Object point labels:
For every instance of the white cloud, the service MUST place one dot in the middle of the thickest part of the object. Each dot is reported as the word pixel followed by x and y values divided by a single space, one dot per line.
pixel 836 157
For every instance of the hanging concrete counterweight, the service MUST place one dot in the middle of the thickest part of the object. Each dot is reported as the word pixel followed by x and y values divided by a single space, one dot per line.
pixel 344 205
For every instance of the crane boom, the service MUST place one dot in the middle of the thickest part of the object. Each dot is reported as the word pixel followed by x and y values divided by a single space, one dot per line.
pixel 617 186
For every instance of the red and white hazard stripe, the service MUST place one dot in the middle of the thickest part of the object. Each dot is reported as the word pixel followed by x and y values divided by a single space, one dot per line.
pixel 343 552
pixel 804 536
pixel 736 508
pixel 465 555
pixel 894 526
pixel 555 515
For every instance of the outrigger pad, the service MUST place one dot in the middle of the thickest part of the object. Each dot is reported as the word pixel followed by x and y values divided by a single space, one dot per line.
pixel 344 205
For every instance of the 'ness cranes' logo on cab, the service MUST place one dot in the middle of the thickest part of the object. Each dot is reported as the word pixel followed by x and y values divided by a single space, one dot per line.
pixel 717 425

--

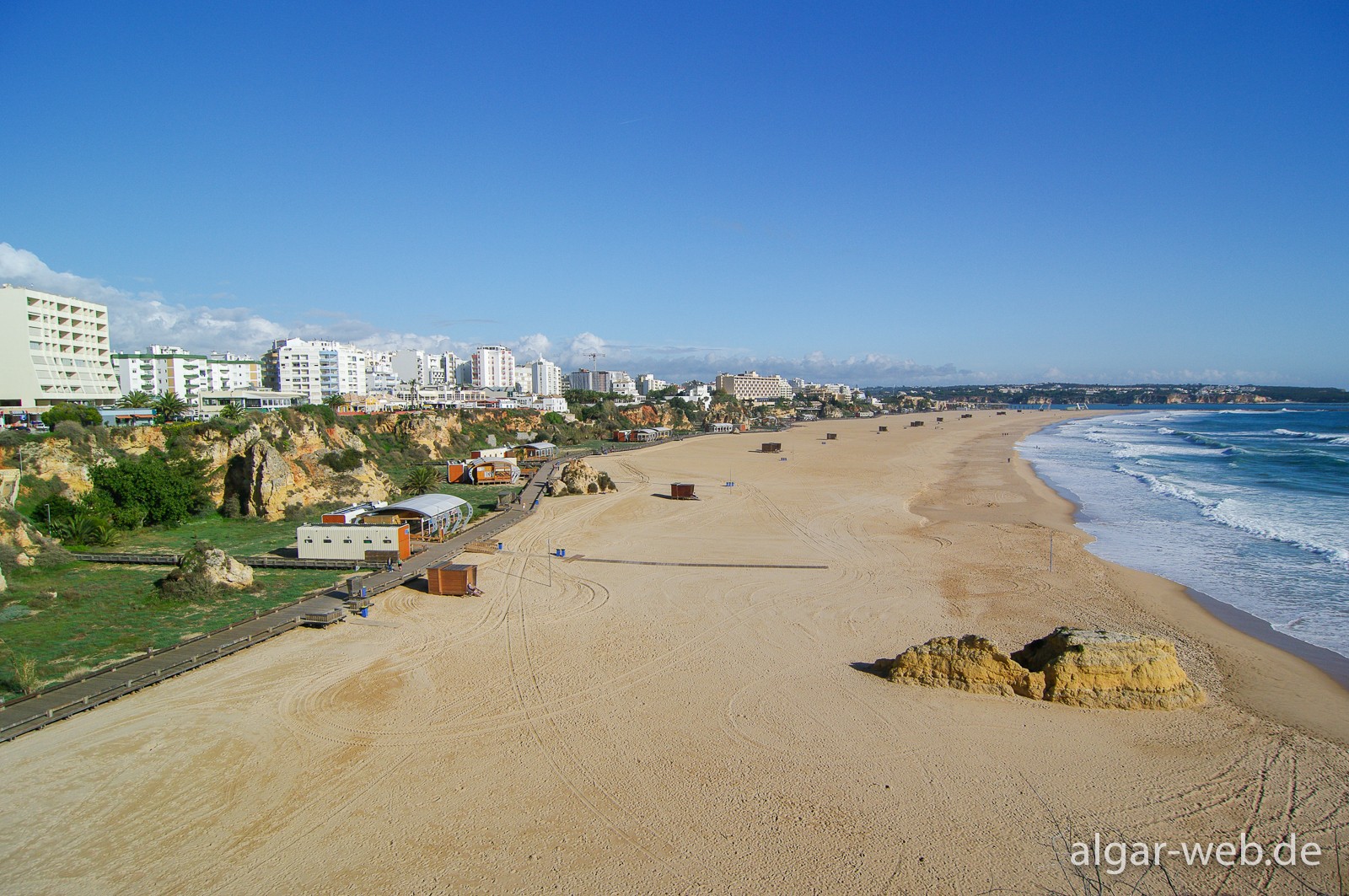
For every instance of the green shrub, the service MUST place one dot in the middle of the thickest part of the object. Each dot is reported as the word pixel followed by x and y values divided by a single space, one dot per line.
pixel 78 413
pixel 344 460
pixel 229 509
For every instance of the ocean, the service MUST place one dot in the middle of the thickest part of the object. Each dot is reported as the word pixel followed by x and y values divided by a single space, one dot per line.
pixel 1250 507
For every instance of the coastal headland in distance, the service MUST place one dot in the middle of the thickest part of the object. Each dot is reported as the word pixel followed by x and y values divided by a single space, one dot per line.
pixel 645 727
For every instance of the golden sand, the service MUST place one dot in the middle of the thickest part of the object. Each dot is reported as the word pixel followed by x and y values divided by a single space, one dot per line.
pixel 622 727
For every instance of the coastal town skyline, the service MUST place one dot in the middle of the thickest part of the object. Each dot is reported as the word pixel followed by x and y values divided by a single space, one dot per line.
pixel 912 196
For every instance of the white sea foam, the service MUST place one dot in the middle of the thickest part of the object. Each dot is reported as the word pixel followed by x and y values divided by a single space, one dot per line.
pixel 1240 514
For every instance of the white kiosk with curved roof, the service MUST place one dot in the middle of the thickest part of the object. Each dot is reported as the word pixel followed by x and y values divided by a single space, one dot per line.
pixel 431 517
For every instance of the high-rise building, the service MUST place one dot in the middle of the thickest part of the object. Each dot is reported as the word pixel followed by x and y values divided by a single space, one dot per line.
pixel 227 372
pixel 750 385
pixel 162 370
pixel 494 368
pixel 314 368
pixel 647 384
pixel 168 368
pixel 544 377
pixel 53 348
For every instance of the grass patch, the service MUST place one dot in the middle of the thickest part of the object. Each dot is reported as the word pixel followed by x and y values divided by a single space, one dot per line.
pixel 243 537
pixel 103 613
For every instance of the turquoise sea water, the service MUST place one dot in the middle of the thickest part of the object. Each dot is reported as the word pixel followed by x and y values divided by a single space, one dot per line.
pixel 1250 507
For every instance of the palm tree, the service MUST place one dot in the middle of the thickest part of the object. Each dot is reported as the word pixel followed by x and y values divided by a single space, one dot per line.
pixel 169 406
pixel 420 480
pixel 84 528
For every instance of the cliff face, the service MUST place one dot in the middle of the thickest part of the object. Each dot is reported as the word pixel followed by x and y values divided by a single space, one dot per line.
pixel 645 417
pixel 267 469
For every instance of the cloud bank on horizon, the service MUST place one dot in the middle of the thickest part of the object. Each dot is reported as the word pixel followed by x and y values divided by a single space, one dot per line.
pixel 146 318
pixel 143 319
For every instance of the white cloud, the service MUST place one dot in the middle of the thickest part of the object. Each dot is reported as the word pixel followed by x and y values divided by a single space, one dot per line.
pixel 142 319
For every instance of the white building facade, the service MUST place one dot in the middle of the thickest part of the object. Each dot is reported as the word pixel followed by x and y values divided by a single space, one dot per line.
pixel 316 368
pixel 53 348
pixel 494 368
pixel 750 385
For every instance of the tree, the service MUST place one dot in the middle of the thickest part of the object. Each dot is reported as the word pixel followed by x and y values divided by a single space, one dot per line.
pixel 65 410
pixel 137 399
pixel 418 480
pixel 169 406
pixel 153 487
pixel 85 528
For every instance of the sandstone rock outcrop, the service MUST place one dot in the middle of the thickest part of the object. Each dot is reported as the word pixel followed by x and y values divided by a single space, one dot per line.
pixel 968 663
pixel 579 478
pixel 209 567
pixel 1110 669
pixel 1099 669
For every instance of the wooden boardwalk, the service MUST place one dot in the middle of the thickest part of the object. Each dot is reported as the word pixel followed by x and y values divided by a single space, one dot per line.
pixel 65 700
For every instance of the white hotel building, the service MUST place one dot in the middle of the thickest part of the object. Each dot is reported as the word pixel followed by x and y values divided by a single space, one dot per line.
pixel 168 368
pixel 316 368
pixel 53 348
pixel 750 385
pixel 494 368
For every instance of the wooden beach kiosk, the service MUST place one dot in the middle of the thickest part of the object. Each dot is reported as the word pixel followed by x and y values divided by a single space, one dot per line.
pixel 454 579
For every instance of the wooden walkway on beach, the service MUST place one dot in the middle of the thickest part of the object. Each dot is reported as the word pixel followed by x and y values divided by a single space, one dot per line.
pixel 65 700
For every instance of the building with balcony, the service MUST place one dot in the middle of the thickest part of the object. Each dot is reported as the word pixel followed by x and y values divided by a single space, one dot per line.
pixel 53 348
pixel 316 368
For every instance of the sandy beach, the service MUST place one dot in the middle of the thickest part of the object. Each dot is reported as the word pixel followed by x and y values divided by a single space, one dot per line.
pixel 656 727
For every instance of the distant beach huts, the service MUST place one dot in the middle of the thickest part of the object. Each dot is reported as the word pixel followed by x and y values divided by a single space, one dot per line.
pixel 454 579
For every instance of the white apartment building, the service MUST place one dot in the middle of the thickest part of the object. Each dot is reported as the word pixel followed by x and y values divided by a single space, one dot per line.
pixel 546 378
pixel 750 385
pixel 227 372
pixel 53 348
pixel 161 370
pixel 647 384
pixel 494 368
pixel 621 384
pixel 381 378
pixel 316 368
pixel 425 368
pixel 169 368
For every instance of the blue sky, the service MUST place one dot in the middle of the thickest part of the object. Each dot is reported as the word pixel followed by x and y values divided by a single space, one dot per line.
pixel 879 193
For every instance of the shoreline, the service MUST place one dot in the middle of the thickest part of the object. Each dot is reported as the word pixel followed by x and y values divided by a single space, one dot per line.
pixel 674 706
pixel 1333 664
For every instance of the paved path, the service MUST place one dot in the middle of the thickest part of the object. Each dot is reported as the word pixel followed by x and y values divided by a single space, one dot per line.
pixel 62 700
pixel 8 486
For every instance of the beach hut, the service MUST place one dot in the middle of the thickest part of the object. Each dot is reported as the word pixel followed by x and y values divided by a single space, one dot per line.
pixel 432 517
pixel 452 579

* * *

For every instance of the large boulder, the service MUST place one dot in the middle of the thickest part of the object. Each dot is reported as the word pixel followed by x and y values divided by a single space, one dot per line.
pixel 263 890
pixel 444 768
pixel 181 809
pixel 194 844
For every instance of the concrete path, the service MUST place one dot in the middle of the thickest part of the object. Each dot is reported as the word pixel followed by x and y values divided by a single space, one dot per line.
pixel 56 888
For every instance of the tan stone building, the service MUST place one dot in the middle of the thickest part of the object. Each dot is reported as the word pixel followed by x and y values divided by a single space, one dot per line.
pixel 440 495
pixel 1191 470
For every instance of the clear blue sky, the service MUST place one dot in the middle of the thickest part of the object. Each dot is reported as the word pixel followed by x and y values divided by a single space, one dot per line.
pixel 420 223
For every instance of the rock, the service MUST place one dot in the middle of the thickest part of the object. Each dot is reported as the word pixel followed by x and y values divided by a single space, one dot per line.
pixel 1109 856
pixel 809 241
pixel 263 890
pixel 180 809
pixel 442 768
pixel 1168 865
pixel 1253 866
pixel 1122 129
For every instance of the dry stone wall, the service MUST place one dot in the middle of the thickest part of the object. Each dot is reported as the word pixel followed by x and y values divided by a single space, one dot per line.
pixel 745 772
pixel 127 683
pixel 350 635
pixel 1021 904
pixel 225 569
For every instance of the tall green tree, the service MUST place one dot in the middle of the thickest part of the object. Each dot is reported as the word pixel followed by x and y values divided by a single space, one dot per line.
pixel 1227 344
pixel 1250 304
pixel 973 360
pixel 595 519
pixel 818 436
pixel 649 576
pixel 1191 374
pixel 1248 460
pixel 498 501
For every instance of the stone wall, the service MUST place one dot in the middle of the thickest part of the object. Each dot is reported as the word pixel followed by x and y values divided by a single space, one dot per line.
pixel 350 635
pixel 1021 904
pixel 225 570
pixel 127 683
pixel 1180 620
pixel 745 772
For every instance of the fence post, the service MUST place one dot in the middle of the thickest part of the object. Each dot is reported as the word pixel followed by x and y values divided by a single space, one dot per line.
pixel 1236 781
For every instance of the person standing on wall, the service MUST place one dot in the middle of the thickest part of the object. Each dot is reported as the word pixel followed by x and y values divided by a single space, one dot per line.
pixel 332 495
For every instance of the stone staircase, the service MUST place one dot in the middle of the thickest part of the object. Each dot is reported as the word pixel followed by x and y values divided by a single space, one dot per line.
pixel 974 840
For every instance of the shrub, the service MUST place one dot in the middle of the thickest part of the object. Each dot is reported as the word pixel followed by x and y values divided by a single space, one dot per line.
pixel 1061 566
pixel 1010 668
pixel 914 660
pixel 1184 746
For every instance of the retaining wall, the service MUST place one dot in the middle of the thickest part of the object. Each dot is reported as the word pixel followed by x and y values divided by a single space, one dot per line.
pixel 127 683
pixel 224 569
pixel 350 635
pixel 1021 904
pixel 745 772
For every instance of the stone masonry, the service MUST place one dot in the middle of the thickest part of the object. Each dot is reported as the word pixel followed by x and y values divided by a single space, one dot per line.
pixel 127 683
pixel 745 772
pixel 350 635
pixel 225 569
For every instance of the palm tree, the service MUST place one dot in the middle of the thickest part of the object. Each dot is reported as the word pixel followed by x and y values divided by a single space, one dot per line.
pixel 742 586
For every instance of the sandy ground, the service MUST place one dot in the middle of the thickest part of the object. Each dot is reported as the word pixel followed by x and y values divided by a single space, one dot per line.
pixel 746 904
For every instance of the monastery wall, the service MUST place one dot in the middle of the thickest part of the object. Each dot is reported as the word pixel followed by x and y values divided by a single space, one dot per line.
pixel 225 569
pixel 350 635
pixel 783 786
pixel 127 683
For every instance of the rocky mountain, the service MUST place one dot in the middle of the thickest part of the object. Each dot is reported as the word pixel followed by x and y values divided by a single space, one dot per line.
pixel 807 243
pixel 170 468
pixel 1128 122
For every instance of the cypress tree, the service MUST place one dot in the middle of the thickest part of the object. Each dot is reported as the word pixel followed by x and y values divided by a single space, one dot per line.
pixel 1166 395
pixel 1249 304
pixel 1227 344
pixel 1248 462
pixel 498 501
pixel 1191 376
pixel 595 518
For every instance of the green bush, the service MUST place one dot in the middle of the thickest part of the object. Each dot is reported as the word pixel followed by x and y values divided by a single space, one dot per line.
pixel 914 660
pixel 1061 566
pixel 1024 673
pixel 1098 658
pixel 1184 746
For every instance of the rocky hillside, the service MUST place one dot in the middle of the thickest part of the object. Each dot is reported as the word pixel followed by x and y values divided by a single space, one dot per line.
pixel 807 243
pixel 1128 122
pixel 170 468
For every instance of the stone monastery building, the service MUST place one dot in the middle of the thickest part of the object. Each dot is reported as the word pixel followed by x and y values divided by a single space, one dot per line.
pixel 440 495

* Direction *
Convert everything from the row containing "For every instance of the 'ness" down to the row containing "pixel 717 425" into a Markdown table with the columns Number and Line, numbering each row and leaving out any blank lines.

* Answer to the exercise *
| Number | Line |
|---|---|
| 1 | For every instance of the 'ness cranes' logo on cab, the service MUST place one dot in the middle of the thickest part of the object. Each dot is reported as the word pixel followed by x and y values divided by a single space, one dot per line. |
| 2 | pixel 717 425 |